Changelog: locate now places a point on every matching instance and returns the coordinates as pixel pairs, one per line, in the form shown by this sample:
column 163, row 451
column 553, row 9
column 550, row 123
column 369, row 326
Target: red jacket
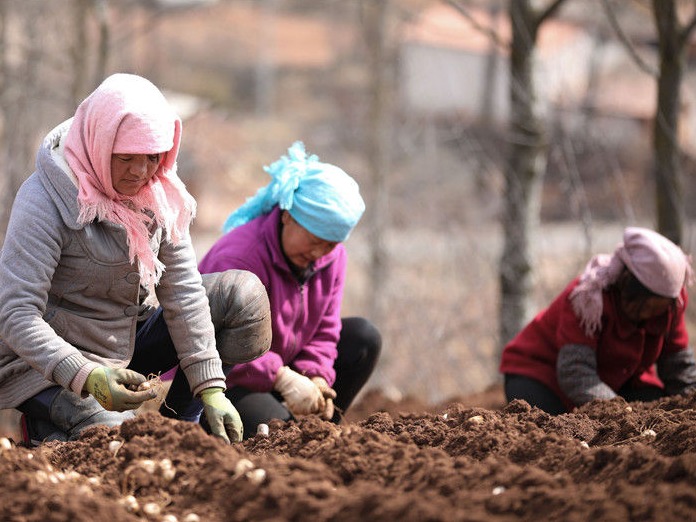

*Activity:* Would you return the material exactly, images excluded?

*Completed exercise:*
Changelog: locate now places a point on every matching instance and returns the coordinates as pixel pairs, one per line, in the form shown by this sample:
column 163, row 451
column 553, row 9
column 550, row 123
column 369, row 326
Target: red jacket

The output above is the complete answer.